**TASK BRIEF:** Write what comes next in the forum thread about the "Chromes" app that keeps reinstalling itself on an Android phone, continuing from where it stops.

# CHROMES.BASE.APK/DATA/APP



## brimun (Aug 15, 2014)

Have been receiving app installs several times per day on android smart phone. Kaspersky says its Malware and a threat. I delete the two apps that download and within hours they are back again. Sometimes this happens 6 or more times per day. The two apps are
1, Chromesbase.apk/data/app/
2, Chromesbase.apk/data/app/com.excelliance.qingnifo.yhos-1

It is trying to copy Chrome but it is called Chromes. It has a logo similar to Google Chrome but a little different.

How can I block these two apps from continually downloading to my smartphone?????:


Help

Regards to all

Brimun


----------



## joeten (Dec 4, 2008)

Try the one time scan from Eset https://www.eset.com/uk/home/online-scanner/
Have you searched for the apk and disabled it then removed it in settings.


----------



## brimun (Aug 15, 2014)

Good Morning joeten, many thanks for your reply, much appreciated. I downloaded the Eset link to my phone but when I clicked on it it said "can not open file" !! I tried downloading the full Eset program but that would not recognise my email ingoing and outgoing servers !!!! so not much luck there Im afraid...

I always go to settings/apps/ chromes etc., and uninstall from there. They go! but shortly later they are back again. Is there anyway that I can block them from downloading??? I have searched on Google etc., for this malware and I cant find it anywhere. When it it on my phone it does not seem to be doing anything!!!

Kind regards, Brimun.


----------



## joeten (Dec 4, 2008)

Have you tried the first 2 steps mentioned here https://www.pcworld.com/article/308...r-space-on-an-overstuffed-android-device.html


----------



## brimun (Aug 15, 2014)

**RECORD EXCERPTS:**
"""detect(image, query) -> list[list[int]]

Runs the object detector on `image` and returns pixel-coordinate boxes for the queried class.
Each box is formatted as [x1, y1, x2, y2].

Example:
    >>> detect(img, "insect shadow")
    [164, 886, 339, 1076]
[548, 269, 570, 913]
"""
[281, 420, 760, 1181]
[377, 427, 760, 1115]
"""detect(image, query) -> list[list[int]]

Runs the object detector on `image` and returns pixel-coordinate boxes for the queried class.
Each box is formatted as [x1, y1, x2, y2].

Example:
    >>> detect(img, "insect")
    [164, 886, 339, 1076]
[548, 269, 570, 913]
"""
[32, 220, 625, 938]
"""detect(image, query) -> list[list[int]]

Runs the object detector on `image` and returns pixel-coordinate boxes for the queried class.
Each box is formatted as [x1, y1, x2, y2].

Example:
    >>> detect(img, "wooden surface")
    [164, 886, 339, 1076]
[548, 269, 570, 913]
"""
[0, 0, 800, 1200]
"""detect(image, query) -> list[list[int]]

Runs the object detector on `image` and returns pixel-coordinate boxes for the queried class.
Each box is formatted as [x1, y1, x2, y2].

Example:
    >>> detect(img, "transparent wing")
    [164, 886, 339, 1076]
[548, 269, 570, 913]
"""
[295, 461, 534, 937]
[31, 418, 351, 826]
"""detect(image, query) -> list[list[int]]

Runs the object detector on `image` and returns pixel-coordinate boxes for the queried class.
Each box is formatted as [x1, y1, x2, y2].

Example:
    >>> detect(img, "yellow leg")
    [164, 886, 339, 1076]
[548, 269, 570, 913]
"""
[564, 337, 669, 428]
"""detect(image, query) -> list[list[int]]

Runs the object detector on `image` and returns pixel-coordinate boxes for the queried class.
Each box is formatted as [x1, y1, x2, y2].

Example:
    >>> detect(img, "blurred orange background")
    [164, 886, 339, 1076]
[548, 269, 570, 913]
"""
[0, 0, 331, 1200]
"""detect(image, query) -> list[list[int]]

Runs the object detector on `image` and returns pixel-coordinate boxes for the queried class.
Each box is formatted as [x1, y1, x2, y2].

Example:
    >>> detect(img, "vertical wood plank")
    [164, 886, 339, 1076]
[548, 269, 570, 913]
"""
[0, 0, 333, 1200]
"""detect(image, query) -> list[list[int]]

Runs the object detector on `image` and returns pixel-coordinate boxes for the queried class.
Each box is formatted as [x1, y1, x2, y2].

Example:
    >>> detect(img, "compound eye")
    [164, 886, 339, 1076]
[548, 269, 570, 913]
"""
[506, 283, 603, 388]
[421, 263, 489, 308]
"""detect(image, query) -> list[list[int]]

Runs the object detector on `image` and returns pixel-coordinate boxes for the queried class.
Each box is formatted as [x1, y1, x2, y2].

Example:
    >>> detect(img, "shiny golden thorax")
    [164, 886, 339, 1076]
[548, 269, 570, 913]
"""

**IN RESPONSE:**
Hi joeten, thanks for your quick reply. I have cleared the cache several times and there are no downloads in the down load folder. It has no effect. "Chromes" has installed 3 times this morning and I have uninstalled them 3 times !!!! They have just come back again...its so annoying and frustrating not being able to block them from installing, Regards, Brian


----------



## joeten (Dec 4, 2008)

Well tath is odd you should have had the eset download.


----------



## joeten (Dec 4, 2008)

What phone do you have and where did you download this apk from, if all else fails you may need to factory reset the phone.
Edited to add:
Lets try the eset scanner from the play store link on the page here https://www.eset.com/us/home/mobile-security-android/


----------



## brimun (Aug 15, 2014)

I have a Leagoo M8 android phone. its about 5-6 months old and is first rate. I did not download this apk...it appeared by itself about 4 weeks or so ago. I will try the Eset link you have sent and let you know the result, regards Brimun


----------



## brimun (Aug 15, 2014)

Have downloaded Eset and done a scan. it found the two "Chromes" apk's: 1. Chromes/Triada.BF 2. Chromes/TrojanDropper.Agent.BOG,,,,,,,these are two new names with Chromes!!!! Eset then deleted them so we shall have to wait and see if they come back again!!! Regards Brimun


----------



## joeten (Dec 4, 2008)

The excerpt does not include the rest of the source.